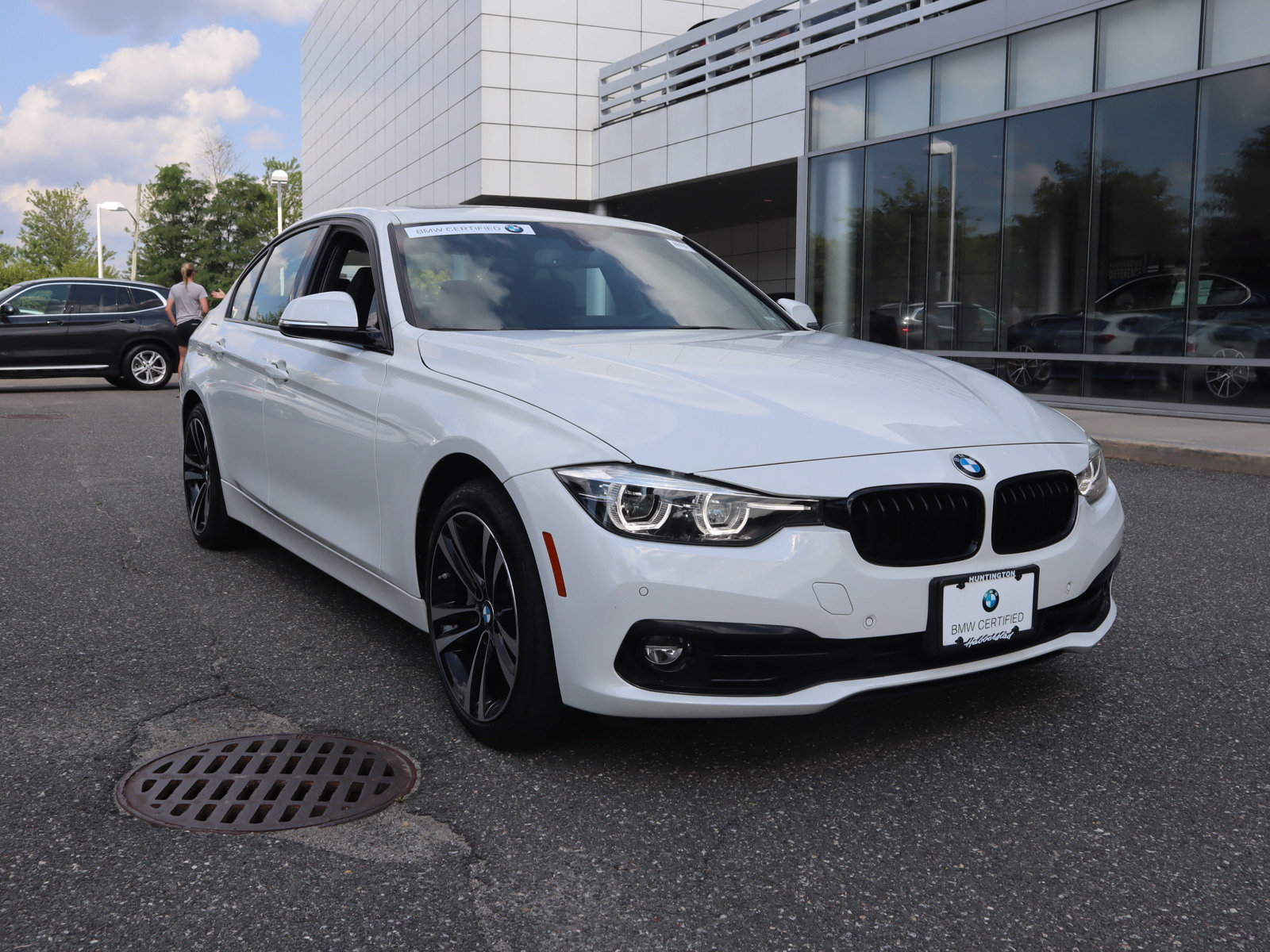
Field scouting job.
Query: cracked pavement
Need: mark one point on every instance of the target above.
(1118, 800)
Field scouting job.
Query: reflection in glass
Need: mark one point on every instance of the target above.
(835, 216)
(838, 114)
(964, 258)
(1145, 40)
(1142, 228)
(1235, 31)
(1232, 240)
(1052, 63)
(971, 83)
(895, 219)
(1045, 236)
(899, 99)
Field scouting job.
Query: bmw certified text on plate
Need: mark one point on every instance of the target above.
(606, 473)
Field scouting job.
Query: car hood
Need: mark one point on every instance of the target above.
(694, 401)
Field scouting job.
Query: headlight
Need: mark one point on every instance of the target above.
(657, 505)
(1094, 479)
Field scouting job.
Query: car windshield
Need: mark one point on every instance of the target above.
(533, 276)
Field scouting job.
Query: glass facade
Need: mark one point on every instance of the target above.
(1115, 249)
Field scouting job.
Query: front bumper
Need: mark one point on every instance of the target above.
(614, 584)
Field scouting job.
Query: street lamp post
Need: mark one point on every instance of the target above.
(279, 179)
(137, 228)
(940, 146)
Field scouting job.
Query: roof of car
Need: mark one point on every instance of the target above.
(406, 215)
(117, 282)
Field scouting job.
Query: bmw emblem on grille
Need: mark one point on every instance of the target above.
(968, 465)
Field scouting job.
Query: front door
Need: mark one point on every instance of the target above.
(98, 324)
(321, 414)
(33, 336)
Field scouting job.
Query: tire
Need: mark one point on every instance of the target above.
(146, 367)
(488, 620)
(201, 478)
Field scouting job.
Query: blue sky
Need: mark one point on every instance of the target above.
(102, 92)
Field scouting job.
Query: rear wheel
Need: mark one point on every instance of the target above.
(146, 367)
(488, 620)
(205, 499)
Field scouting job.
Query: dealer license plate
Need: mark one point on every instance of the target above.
(986, 608)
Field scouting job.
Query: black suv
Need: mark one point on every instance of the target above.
(88, 328)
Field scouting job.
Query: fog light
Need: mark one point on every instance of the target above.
(664, 651)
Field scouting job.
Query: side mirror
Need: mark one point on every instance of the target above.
(330, 315)
(802, 314)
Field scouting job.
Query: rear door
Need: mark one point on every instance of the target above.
(35, 336)
(99, 321)
(241, 347)
(321, 412)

######

- **WHAT IS NEEDED**
An exact copy of all the data above is required; omit any pictures.

- **OUTPUT BELOW**
Field scouting job.
Query: cracked pavement
Need: mark one point on every instance of the target above.
(1118, 800)
Field scouting job.
Query: reflection in glass
Need: mark one point on every instance of the target above.
(835, 216)
(838, 114)
(964, 258)
(1145, 40)
(1142, 228)
(1235, 31)
(1232, 240)
(1052, 63)
(971, 83)
(895, 219)
(1045, 236)
(899, 99)
Field scouting job.
Query: bmw certified text on plate
Need: mark one point on every instance of the target above.
(606, 473)
Field scouting job.
Query: car hood
Need: mark one point on every instance of the target above.
(694, 401)
Field scouting job.
Query: headlight
Need: mark one point on every instance of the target above.
(657, 505)
(1094, 479)
Field scouting job.
Query: car windshield
Need: mark one point on every instance of the target above.
(533, 276)
Field scouting job.
Query: glass facade
Need: mark one point on every instance of the target above.
(1115, 249)
Field scouting job.
Query: front bumper
Need: mark one point on every instance of the target above.
(614, 584)
Field scouting job.
Query: street lamp post
Need: mark one point on every instance of the target above.
(279, 179)
(137, 228)
(940, 146)
Field scouting job.
Query: roof of car
Need: mark one point on every instance of the target above.
(406, 215)
(117, 282)
Field scouting job.
Query: bmw emblem on grille
Need: mark one point on every instance of the target above.
(968, 465)
Field scouting job.
Query: front door
Need: mark one point on every instance of the target above.
(98, 324)
(321, 414)
(33, 336)
Field scouting job.
Query: tire
Need: mark one point on every instance of the target above.
(146, 367)
(488, 620)
(201, 478)
Field scouting job.
Query: blue sky
Need: mark one point on every instance of the target above.
(102, 92)
Field scouting job.
Query: rear wheel
Need: mark one point on every instance of the target above.
(146, 367)
(488, 620)
(205, 499)
Field scouting job.
Query: dealer license plate
Need: mark one point on every instance of the target above.
(986, 608)
Field scouting job.
Query: black suv
Need: mark one point on every instance of the target above.
(88, 328)
Field scouting job.
Query: fog light
Need: mark one point on every instance of the target above.
(664, 651)
Field scouting job.
Query: side mirror
Need: mark one point on every instance of the target above.
(330, 315)
(802, 314)
Field scouting job.
Query: rear door
Need: mark one point on every instance of the target above.
(35, 336)
(99, 321)
(241, 347)
(321, 412)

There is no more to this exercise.